However, in recent years, a number of events have changed the economic and technical potential for solar energy to make a substantial impact on the current energy architecture, particularly through the use of photovoltaic (PV) devices. Through these increasingly inexpensive, solid state, and scalable devices, solar energy today is on the threshold of becoming a surprisingly powerful tool to simultaneously address issues from universal access to vital energy to economic security to environ-mental damage caused by our current methods of harvesting energy.

Thin film PV’s lower material cost (it uses a fraction of semiconductor material used by polysilicon PV), malleability and range of manufacturing methods and applications offer tremendous advantages in extending the range of solar electricity generation from small-scale microelectronics to utility scale electricity. Thin Film PV could not only replace silicon-based solar panels, but could also open up new markets and applications. For example, the low weight of thin film PV solar panels allows them to be fully integrated into commercial and residential building materials and components. Thin film PV’s low cost and flexibility will extend the use of solar energy to many mobile and disposable applications.

This potential for thin film PV to significantly change the economics of creating electricity from sunlight has attracted much attention and considerable resources are being poured into thin film PV with the intent of capitalizing on a tantalizingly large market. A substantial influx of both venture and corporate capital has taken place in recent years creating a healthy, competitive environment with both startups and established players. Although thin film PV has been around for many years, it has recently has seen its share of the PV market grow from 4% to 8%. Additionally, manufacturers’ plans and rapidity of deployment suggest that its market share will continue to grow in the next decade.

However,

  • What will be the nature of the impact of thin film PV on the solar energy industry?

▸ To do
(a) Check each statement against the passage on thin film solar power and answer yes or no, quoting the words that decide it: (i) Thin film PV needs only part of the semiconductor material that polysilicon PV uses. (ii) The recent money put into thin film PV has come only from startups. (iii) Because thin film PV panels are light, they can be built into the materials of homes and businesses.
(b) Reproduce word for word the part of the passage on thin film solar power that begins at the words "However, in recent" and stops after "of harvesting energy.".

▸ Excerpts from location labeling data
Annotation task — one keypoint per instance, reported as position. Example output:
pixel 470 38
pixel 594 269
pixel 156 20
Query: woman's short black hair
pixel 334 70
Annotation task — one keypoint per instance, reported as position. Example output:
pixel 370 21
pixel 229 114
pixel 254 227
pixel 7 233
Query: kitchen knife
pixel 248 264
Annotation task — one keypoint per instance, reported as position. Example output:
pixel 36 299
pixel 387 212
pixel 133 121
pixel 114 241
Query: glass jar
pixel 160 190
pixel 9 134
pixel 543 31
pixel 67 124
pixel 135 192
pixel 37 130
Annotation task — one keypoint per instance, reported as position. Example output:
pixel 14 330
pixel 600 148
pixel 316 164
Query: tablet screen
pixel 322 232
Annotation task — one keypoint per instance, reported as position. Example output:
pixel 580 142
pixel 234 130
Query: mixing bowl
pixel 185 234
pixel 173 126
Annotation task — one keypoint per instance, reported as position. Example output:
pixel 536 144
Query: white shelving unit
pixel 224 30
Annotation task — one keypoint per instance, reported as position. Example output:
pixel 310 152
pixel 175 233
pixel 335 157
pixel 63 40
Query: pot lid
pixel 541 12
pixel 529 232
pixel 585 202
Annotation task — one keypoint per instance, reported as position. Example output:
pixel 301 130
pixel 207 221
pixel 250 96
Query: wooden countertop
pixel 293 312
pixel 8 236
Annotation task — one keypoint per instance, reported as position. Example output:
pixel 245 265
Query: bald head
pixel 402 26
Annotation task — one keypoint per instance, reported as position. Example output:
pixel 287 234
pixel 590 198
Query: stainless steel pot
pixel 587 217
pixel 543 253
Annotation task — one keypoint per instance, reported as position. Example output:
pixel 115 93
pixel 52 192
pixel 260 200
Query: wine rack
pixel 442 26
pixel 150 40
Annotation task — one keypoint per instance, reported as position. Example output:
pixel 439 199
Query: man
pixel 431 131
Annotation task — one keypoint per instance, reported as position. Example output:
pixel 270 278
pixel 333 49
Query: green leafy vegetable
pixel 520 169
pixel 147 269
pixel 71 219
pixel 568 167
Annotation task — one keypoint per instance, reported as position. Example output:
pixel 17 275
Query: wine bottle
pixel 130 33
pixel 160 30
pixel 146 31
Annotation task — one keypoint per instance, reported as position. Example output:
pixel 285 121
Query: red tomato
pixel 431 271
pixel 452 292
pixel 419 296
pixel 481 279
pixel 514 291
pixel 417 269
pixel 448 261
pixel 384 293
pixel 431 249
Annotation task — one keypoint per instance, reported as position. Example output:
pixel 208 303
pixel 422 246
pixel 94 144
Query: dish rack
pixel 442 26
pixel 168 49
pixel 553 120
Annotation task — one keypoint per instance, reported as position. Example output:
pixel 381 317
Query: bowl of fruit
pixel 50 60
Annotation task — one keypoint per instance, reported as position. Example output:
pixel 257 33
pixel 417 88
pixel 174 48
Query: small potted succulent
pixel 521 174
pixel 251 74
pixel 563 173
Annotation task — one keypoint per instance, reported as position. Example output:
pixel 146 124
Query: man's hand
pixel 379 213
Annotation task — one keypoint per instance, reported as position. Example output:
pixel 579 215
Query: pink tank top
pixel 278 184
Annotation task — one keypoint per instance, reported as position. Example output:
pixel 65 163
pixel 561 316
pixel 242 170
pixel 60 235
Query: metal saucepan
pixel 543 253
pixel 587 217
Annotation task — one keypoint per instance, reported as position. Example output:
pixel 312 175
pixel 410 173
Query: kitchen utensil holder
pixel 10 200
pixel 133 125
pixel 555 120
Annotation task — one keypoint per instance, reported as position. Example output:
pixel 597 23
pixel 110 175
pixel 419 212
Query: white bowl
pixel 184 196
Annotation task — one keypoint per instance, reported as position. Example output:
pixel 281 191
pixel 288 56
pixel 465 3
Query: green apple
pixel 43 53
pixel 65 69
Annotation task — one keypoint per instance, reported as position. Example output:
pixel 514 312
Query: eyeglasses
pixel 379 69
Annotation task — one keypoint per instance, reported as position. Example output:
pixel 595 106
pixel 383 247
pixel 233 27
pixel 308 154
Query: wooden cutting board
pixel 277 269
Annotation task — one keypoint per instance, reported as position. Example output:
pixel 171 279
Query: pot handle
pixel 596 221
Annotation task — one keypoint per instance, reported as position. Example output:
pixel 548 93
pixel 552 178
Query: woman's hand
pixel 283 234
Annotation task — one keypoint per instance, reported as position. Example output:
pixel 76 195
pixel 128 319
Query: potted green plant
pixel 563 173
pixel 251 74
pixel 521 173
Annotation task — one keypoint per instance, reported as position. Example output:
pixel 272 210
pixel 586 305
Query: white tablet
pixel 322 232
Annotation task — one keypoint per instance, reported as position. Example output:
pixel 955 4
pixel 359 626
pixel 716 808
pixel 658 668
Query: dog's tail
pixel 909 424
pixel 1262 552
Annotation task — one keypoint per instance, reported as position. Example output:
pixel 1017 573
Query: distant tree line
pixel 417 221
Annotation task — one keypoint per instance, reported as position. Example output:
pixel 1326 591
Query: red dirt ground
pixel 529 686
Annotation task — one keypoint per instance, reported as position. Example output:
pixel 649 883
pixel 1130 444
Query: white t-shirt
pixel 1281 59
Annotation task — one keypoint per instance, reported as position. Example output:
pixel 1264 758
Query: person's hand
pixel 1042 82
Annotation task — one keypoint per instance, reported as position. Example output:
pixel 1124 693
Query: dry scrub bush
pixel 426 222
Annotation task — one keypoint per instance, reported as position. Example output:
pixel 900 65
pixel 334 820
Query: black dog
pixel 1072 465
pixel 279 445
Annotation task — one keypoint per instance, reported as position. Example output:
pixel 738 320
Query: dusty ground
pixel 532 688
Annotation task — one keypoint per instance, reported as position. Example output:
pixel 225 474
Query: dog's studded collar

▸ Responses for each task
(a)
(i) Yes: "it uses a fraction of semiconductor material used by polysilicon PV"
(ii) No: "A substantial influx of both venture and corporate capital has taken place in recent years creating a healthy, competitive environment with both startups and established players."
(iii) Yes: "the low weight of thin film PV solar panels allows them to be fully integrated into commercial and residential building materials and components"

(b)
However, in recent years, a number of events have changed the economic and technical potential for solar energy to make a substantial impact on the current energy architecture, particularly through the use of photovoltaic (PV) devices. Through these increasingly inexpensive, solid state, and scalable devices, solar energy today is on the threshold of becoming a surprisingly powerful tool to simultaneously address issues from universal access to vital energy to economic security to environ-mental damage caused by our current methods of harvesting energy.